**Dataset entries:**
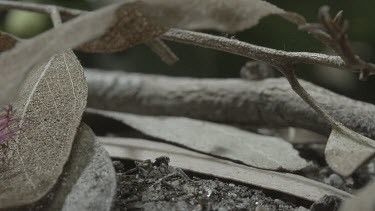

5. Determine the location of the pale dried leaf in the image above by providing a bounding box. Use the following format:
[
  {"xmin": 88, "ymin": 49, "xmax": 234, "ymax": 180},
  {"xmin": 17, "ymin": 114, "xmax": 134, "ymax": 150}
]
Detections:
* * *
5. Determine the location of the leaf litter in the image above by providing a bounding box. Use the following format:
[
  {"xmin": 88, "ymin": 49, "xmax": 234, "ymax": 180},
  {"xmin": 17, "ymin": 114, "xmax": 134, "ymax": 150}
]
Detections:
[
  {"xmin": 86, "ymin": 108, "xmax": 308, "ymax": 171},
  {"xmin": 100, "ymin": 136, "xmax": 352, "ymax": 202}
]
==
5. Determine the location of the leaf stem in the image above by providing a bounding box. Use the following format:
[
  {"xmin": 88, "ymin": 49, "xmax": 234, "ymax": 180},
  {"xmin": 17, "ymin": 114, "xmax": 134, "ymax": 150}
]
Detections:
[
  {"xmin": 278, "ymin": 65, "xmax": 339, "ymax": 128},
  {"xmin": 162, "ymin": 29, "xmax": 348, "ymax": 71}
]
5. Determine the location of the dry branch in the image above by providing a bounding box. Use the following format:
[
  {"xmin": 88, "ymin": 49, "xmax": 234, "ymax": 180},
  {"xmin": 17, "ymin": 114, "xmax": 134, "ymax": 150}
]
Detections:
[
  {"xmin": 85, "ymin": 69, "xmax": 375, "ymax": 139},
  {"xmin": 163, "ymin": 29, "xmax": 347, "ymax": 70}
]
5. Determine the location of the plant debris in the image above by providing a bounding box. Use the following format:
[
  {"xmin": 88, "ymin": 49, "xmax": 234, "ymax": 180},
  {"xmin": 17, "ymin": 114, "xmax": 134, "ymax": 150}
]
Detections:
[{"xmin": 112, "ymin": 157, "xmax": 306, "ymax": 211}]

**What is being asked:** If a line of the entries above holds the word "leaf", count it; report only how many such lines there are.

**Task solution:** 3